The answer must consist of each line below that holds the word "ball", copied as it stands.

━━━━━━━━━━━━━━━━━━━━

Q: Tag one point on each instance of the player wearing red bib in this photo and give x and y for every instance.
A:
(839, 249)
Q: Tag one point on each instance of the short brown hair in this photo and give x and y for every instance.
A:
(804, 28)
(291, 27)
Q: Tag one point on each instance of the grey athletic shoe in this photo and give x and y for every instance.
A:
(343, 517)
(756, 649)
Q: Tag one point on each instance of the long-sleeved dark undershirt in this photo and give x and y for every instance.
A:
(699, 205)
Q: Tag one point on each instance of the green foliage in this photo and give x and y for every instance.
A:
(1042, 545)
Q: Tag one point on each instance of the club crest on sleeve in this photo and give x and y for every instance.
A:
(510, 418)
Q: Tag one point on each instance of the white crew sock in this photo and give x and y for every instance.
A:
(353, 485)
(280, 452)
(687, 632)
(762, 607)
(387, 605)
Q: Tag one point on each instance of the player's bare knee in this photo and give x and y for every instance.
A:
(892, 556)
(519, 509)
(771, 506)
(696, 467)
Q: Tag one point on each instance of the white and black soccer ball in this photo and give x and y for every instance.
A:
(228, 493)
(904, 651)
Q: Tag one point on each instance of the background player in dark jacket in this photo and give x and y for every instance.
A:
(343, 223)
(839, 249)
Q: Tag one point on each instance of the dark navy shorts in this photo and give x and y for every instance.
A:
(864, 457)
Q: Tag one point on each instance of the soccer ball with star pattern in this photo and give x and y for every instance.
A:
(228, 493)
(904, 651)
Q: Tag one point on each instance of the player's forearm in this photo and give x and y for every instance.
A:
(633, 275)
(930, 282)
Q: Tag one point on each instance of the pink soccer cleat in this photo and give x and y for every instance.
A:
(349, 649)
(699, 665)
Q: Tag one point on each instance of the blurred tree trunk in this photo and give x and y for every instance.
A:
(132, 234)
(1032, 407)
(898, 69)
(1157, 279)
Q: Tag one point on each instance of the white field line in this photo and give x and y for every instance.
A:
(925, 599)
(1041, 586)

━━━━━━━━━━━━━━━━━━━━

● Solution below
Q: Tag one point on each instance of the white and black soccer ball in this photo and give x and y for every instance.
Q: Tag one point on each instance of the soccer ball with star pattern in this photo and give x and y for every instance.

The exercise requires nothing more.